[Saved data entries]
________________________

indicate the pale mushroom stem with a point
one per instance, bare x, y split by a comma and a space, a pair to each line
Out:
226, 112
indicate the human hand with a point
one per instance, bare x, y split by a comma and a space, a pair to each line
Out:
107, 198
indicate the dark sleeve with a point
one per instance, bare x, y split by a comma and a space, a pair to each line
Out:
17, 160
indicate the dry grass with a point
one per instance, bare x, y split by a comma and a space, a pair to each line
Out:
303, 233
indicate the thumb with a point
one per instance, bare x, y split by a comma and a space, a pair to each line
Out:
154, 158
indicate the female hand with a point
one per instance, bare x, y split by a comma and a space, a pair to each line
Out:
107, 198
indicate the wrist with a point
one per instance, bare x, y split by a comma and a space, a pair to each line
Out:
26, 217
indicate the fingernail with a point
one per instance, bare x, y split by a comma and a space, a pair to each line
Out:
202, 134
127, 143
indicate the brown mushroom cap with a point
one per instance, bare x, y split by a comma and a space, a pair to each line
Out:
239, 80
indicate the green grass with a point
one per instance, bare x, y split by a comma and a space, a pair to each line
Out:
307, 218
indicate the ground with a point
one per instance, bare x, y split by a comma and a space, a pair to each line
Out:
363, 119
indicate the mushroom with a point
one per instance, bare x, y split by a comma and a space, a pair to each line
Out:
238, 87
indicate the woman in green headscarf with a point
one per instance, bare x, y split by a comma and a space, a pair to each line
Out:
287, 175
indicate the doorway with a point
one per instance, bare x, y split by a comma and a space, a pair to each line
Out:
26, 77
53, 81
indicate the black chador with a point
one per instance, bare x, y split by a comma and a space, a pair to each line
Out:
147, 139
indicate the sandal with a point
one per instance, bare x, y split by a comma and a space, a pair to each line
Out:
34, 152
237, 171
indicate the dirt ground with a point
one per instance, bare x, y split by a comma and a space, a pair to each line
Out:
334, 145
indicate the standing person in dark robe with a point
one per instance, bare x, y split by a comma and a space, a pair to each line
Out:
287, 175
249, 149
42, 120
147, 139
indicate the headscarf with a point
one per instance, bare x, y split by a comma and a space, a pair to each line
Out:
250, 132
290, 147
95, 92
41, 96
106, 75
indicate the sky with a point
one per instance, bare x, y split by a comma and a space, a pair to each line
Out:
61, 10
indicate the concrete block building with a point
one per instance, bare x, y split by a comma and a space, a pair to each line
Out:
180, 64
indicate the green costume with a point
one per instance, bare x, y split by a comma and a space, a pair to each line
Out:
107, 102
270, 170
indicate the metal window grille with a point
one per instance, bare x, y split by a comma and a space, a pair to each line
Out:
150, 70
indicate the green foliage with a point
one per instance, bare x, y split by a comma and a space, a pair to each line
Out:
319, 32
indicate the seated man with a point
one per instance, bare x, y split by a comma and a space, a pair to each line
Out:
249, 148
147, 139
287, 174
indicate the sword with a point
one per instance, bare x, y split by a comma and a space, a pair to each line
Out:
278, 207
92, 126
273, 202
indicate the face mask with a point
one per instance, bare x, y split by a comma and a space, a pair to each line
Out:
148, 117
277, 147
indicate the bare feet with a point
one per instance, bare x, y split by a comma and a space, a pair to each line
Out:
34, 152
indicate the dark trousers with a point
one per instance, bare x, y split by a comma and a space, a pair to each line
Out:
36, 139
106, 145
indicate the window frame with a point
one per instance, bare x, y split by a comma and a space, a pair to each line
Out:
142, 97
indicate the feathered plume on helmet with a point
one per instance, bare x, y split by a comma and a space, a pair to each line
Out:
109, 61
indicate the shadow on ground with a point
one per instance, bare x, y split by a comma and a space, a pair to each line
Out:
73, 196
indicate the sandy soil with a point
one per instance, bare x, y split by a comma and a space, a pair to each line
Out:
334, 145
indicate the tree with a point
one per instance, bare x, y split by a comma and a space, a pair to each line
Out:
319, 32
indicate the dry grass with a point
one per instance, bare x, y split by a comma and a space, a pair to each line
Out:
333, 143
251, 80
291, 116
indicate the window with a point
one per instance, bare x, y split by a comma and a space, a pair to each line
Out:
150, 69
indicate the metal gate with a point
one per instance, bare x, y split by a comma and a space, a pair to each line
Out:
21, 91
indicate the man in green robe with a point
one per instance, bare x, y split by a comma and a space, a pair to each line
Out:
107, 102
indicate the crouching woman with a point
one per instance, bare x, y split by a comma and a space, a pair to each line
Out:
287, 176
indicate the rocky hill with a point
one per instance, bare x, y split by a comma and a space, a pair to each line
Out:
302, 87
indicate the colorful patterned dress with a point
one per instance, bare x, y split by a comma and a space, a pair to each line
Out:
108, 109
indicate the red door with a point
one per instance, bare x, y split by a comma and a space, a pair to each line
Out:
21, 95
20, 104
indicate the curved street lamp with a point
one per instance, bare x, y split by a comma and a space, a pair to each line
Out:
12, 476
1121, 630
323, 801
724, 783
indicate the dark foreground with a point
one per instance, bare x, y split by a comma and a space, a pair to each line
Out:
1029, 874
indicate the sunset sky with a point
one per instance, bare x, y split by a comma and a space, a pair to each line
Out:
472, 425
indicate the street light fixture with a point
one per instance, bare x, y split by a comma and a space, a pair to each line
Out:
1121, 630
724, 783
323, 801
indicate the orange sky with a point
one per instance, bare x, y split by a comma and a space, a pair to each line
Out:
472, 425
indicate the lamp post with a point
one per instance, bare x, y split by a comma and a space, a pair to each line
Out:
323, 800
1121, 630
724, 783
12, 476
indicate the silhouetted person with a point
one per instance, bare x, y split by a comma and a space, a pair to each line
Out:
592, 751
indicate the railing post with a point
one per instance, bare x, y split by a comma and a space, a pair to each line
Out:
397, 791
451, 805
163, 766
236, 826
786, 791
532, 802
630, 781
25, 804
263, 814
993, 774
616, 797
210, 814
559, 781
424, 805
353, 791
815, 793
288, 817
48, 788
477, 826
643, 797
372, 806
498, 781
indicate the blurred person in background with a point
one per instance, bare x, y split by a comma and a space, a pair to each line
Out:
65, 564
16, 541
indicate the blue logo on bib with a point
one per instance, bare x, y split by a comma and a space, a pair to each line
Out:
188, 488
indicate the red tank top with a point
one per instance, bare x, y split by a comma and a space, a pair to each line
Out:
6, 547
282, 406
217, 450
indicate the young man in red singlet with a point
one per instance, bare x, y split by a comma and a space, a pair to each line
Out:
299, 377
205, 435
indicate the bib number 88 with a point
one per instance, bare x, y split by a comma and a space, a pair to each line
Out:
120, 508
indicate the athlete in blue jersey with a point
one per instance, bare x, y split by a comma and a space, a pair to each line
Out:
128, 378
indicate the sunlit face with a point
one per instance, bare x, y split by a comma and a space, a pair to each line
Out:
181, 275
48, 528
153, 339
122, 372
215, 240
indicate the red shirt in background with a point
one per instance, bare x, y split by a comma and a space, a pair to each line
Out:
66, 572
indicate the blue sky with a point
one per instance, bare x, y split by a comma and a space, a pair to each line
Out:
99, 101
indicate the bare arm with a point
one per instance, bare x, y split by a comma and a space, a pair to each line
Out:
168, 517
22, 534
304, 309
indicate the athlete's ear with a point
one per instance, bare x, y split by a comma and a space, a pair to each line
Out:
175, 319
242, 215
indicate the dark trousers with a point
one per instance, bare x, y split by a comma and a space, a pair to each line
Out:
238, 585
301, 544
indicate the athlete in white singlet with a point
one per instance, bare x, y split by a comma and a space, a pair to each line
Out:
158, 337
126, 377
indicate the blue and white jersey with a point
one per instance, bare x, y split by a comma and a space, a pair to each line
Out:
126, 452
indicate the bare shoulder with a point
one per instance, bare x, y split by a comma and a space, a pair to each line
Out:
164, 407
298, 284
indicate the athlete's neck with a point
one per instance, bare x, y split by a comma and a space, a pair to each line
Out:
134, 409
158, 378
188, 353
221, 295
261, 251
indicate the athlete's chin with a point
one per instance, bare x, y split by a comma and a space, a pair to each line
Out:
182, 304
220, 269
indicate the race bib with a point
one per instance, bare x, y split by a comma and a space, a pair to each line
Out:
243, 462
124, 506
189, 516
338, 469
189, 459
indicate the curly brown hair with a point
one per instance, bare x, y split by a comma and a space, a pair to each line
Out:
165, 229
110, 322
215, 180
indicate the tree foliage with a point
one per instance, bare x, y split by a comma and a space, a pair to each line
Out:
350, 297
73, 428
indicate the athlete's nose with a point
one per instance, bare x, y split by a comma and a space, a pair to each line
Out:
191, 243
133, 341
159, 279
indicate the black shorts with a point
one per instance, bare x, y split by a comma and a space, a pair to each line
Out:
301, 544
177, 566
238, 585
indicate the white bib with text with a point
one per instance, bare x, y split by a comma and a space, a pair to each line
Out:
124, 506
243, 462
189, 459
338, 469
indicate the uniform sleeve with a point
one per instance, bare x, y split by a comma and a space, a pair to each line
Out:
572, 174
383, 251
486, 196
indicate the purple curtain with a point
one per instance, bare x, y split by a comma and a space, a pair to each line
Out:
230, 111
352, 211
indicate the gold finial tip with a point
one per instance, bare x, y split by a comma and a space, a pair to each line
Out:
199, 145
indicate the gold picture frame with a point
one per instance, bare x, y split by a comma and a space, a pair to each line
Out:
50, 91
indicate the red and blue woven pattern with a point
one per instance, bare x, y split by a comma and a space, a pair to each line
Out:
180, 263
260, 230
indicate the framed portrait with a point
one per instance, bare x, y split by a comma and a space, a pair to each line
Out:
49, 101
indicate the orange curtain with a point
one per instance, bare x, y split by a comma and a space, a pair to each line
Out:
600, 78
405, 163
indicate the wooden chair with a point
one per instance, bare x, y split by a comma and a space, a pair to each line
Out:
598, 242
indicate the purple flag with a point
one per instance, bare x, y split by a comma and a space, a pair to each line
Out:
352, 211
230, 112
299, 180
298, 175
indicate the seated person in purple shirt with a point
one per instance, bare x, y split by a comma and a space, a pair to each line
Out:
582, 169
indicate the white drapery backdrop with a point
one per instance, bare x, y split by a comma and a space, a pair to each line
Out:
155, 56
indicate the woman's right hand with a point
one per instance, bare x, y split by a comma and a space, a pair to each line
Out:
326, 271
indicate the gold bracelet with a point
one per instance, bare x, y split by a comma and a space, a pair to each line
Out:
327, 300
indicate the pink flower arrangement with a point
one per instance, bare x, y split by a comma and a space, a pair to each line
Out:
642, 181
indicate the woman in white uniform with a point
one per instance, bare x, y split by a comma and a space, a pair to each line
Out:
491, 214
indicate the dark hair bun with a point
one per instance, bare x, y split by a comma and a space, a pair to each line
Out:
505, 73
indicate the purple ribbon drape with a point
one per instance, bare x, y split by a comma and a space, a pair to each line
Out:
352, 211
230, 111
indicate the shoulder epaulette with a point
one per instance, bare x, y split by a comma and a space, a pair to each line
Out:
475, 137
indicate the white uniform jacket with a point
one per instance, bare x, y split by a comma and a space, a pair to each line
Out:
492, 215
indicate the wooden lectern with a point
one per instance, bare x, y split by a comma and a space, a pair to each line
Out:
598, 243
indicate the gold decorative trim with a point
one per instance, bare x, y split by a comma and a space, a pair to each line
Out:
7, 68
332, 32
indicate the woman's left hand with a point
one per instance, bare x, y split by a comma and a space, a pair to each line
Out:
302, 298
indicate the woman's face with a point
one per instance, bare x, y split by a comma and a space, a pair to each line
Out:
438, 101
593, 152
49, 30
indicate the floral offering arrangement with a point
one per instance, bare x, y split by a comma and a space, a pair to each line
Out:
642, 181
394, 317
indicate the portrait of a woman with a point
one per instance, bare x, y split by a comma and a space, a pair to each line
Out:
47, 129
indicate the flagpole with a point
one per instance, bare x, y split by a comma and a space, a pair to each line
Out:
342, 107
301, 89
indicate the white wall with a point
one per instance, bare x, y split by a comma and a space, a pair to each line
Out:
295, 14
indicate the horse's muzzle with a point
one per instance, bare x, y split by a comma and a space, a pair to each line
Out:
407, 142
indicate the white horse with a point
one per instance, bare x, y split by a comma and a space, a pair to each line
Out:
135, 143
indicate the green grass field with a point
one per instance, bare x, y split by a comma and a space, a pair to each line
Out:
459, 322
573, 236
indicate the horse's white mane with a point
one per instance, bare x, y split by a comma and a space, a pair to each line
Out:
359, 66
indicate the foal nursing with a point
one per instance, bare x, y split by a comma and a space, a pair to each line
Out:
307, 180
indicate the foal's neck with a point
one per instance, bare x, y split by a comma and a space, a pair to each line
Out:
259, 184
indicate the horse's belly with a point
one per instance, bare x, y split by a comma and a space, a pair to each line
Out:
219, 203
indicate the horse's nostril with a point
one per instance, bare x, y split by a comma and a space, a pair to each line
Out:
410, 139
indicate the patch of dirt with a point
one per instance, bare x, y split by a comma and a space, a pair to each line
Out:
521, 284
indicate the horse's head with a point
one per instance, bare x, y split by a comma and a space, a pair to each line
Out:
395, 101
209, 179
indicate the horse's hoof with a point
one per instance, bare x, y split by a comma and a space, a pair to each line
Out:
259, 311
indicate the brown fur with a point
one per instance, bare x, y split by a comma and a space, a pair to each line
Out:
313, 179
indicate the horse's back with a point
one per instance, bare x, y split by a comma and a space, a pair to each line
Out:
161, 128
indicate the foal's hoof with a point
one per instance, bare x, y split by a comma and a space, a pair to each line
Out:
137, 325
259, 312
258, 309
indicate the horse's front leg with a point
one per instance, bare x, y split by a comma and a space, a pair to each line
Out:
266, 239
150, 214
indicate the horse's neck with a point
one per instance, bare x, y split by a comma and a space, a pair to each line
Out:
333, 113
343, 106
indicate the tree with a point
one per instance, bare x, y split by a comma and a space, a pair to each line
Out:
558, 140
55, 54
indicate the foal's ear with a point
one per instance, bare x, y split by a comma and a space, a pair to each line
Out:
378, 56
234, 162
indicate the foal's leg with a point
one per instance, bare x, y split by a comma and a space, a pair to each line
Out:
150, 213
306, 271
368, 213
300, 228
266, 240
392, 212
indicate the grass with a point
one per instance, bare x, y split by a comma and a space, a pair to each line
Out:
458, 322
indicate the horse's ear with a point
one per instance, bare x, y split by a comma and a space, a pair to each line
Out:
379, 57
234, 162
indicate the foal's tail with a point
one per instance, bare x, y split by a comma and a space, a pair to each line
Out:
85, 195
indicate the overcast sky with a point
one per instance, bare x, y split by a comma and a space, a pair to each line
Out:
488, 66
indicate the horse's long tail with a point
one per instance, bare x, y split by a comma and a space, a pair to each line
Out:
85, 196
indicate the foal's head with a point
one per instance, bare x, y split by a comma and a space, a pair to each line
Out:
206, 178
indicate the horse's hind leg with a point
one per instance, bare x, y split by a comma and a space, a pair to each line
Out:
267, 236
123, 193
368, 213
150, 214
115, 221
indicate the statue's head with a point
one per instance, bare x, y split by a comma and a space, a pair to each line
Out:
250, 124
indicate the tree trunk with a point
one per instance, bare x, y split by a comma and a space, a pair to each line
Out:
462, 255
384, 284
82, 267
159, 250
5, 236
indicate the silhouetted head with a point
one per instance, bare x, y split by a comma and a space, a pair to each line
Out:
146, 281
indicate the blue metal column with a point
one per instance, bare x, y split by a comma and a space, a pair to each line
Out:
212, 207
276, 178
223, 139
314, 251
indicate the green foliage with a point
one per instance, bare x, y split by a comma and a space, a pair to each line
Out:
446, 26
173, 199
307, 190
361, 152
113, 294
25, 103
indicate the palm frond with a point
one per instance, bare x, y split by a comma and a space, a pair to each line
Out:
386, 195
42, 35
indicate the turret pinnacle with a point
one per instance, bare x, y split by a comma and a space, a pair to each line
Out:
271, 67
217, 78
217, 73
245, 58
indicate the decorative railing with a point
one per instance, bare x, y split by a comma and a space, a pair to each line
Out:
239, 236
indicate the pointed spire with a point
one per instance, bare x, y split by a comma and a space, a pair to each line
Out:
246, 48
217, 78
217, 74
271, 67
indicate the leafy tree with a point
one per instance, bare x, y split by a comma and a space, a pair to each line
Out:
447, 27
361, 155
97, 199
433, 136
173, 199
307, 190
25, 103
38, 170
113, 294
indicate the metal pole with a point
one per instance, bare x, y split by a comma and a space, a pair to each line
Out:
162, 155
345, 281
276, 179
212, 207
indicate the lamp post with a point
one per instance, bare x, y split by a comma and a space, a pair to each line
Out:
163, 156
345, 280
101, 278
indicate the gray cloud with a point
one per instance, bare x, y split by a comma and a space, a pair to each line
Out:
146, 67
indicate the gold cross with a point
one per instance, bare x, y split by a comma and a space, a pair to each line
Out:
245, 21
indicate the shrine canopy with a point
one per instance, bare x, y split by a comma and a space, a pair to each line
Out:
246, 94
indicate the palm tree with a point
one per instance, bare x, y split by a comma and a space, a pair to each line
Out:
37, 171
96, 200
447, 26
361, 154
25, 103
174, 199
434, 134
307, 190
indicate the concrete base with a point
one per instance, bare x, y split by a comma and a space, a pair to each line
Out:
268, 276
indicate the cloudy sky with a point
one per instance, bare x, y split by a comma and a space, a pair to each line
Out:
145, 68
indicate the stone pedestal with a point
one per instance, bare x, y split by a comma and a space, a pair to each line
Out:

________________________

_REQUIRED TASK_
In the listing above, find the line containing "indicate the shrine canopy with a point" and please quote exactly that line through the last one, and no other lines.

_SOLUTION TO THIS PROBLEM_
indicate the shrine canopy with a point
one per instance, bare x, y split by a comma and a space, a pair to each line
Out:
246, 94
indicate the palm tree with a point
one per instance, bare x, y split by a comma and a space, a pair to each line
Out:
37, 171
96, 200
447, 26
361, 154
25, 103
174, 199
434, 134
307, 190
indicate the concrete base with a point
one per instance, bare x, y split by a comma and a space, a pair to each line
Out:
268, 276
indicate the cloudy sky with a point
one per instance, bare x, y split by a comma and a space, a pair to each line
Out:
145, 68
indicate the stone pedestal with a point
one per instance, bare x, y split by a comma and a space, a pair to each line
Out:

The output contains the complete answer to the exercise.